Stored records
──────────

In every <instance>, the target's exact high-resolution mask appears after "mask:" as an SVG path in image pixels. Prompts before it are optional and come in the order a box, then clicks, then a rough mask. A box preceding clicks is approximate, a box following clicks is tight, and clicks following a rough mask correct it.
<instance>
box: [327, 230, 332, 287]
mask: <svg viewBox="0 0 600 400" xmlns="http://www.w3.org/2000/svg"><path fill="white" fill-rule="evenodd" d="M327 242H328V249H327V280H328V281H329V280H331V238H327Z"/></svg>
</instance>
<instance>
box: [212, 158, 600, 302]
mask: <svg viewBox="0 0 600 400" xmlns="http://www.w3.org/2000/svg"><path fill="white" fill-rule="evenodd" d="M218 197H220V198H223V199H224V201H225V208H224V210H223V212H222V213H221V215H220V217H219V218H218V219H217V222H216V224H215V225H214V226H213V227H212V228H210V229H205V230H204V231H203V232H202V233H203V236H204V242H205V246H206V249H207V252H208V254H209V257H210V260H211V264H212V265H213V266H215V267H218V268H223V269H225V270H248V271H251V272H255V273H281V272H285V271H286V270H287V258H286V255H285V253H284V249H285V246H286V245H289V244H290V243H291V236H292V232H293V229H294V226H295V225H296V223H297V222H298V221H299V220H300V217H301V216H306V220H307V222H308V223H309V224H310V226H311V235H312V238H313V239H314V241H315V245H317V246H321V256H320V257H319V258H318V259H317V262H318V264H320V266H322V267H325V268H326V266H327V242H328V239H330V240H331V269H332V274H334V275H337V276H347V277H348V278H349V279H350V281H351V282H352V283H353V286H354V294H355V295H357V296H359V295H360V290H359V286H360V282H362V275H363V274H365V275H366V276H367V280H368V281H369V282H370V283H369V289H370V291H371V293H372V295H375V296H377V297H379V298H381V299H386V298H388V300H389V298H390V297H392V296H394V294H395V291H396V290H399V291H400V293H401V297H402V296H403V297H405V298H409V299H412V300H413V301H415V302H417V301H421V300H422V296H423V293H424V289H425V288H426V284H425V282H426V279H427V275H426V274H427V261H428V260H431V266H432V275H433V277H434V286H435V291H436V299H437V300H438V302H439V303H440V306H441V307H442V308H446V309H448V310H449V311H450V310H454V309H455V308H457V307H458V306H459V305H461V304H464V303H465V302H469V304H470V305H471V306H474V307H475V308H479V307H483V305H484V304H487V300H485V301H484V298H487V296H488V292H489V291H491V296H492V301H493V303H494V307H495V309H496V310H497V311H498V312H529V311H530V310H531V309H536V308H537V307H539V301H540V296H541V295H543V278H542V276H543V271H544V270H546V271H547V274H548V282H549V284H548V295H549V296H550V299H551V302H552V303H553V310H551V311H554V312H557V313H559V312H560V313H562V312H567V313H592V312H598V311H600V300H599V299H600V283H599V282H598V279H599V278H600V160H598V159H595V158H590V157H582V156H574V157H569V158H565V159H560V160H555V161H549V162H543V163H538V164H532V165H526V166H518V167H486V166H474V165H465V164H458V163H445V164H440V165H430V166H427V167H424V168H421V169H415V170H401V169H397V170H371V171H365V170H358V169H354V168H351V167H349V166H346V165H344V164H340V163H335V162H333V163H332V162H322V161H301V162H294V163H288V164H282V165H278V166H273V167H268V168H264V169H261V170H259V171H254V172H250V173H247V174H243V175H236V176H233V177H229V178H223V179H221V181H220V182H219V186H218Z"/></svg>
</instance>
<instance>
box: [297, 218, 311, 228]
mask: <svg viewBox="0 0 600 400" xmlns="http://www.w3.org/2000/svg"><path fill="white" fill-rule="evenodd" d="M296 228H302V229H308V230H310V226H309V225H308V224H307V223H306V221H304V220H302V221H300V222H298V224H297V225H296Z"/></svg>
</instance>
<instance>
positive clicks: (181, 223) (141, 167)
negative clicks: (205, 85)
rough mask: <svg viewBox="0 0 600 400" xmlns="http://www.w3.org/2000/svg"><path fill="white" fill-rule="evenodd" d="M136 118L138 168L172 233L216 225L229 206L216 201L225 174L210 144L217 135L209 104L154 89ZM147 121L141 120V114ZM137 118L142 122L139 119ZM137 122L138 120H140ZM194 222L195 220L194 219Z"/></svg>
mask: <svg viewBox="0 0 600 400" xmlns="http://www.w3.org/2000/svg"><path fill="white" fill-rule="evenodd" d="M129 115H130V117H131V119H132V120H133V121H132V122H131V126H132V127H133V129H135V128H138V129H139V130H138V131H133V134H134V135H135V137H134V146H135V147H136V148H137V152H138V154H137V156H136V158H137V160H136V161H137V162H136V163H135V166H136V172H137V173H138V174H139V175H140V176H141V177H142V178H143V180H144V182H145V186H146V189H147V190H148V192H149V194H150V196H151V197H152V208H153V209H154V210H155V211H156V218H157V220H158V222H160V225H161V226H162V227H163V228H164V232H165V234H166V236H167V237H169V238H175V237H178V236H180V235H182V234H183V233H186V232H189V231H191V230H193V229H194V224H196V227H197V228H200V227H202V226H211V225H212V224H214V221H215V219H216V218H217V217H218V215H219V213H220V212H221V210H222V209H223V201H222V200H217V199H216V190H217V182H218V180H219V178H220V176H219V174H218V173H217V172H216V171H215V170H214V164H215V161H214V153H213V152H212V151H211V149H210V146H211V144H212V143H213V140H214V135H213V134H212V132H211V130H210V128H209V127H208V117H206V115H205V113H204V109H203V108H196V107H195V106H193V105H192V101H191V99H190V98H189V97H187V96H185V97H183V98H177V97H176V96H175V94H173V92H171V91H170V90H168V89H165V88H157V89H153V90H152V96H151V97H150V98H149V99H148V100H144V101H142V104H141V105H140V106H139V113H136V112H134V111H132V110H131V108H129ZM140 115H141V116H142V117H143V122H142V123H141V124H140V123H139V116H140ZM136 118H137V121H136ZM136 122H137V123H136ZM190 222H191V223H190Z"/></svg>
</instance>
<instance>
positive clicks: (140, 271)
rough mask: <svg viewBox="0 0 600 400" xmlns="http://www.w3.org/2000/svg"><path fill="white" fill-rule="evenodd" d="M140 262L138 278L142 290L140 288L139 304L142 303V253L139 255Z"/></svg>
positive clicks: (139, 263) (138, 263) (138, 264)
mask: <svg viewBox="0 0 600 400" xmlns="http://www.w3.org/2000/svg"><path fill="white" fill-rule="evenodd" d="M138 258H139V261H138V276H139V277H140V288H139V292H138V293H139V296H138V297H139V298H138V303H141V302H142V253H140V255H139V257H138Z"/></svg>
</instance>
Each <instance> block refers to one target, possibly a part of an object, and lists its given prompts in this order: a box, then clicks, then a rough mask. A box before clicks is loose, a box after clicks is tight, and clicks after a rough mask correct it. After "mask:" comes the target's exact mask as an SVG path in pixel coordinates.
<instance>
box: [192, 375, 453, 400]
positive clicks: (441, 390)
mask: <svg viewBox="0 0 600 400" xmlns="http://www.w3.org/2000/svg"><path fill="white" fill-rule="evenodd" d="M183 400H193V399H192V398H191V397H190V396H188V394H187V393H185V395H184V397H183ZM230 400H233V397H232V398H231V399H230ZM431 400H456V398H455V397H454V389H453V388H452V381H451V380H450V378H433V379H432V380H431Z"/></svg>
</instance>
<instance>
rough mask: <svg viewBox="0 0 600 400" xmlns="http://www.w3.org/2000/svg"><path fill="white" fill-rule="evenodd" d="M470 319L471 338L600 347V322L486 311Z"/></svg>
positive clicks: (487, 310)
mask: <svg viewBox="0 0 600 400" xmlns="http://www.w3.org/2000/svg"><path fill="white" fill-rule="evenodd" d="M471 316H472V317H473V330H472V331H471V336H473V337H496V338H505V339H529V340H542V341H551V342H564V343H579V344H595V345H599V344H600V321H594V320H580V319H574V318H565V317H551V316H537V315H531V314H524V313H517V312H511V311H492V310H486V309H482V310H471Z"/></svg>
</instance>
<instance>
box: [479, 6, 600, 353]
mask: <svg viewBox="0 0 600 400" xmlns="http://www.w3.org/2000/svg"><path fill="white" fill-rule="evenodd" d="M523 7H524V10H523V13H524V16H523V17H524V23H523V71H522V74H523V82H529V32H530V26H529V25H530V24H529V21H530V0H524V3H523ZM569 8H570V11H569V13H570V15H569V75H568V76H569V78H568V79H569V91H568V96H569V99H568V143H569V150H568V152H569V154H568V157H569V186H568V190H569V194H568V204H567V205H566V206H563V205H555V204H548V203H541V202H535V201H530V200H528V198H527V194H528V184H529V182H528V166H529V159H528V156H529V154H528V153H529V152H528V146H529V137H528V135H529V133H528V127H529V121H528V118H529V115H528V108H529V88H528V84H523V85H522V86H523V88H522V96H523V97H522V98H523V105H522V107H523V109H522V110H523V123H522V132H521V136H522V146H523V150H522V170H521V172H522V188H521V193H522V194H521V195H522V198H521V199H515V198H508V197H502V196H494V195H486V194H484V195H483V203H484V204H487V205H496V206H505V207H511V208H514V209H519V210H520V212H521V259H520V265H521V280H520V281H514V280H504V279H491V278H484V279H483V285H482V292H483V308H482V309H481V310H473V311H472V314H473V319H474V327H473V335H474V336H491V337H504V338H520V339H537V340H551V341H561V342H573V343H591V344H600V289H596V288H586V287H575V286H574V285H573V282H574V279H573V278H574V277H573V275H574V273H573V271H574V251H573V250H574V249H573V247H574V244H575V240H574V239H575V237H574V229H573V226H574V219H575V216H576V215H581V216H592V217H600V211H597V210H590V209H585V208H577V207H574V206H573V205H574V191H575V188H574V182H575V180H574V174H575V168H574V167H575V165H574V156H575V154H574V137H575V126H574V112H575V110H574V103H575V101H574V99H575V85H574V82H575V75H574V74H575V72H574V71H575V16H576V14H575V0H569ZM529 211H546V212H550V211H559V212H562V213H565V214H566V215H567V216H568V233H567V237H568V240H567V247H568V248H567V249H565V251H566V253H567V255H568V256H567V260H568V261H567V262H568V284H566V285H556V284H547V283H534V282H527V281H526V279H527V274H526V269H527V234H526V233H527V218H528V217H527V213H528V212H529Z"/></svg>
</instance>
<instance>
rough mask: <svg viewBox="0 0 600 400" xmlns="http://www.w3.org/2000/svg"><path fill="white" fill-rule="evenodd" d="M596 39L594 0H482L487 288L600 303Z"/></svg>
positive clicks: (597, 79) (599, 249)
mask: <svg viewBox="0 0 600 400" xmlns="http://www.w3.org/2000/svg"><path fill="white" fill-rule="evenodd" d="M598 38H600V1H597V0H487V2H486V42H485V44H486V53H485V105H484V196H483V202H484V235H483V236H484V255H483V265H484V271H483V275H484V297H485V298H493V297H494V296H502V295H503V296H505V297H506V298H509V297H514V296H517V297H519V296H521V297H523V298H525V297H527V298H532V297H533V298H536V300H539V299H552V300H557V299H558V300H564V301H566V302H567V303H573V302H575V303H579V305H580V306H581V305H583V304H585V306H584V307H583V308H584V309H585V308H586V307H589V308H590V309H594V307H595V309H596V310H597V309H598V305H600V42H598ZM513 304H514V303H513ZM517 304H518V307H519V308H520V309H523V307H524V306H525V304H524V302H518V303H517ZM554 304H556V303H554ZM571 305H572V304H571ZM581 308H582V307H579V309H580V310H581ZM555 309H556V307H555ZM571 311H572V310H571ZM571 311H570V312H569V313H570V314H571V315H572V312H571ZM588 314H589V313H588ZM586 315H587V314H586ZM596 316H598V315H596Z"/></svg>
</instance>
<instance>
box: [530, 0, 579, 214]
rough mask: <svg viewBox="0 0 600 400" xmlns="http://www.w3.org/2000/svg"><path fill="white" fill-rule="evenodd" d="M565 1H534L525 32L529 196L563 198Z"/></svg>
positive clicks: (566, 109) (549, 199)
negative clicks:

──────────

WHAT IS REQUIRED = Please copy out every line of the material above that contains the word "negative".

OUTPUT =
negative clicks: (205, 85)
negative clicks:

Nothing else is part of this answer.